Record excerpts:
-- start --

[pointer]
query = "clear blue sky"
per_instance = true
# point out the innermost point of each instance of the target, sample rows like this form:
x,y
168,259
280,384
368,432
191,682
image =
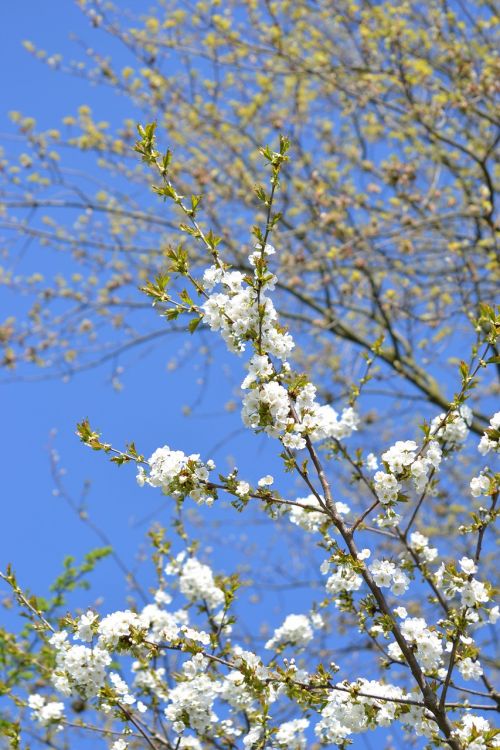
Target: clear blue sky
x,y
38,529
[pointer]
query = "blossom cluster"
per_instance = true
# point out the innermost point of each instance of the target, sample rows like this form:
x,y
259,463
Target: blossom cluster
x,y
346,714
490,441
452,429
296,630
404,464
179,475
46,712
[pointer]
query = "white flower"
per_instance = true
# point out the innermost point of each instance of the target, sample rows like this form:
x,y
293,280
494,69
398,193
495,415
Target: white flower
x,y
344,579
456,429
84,629
242,489
420,545
45,712
197,583
386,487
290,735
467,565
195,698
470,670
266,481
80,670
489,442
400,455
179,475
479,485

-- end --

Given task:
Write out all of these records again, requests included, but shift every x and y coordinate in the answers by -58. Leave the numbers in the requests and their sample rows unchanged, and omit the pictures.

Completed exercise:
[pointer]
query = "clear blue sky"
per_instance = true
# point out the innermost point of each instance of the target, sample rows like this form:
x,y
168,259
280,384
368,432
191,682
image =
Target: clear blue sky
x,y
-20,471
[pointer]
query = "blossom cluster"
per_instance = true
# point out the innermost point of each instance of the target, sample rows like this form:
x,y
259,463
Target: blossom cluster
x,y
288,656
432,383
394,371
238,572
346,406
121,417
-12,654
[pointer]
query = "white flower"
per_instance = true
# point out the innermost point of each instance of the target, sample rows like this form:
x,y
293,280
494,69
398,193
495,415
Target: white flower
x,y
286,521
398,371
26,571
184,431
362,487
-13,654
139,525
328,429
232,677
409,507
137,640
412,612
208,423
22,612
431,384
342,397
121,417
421,427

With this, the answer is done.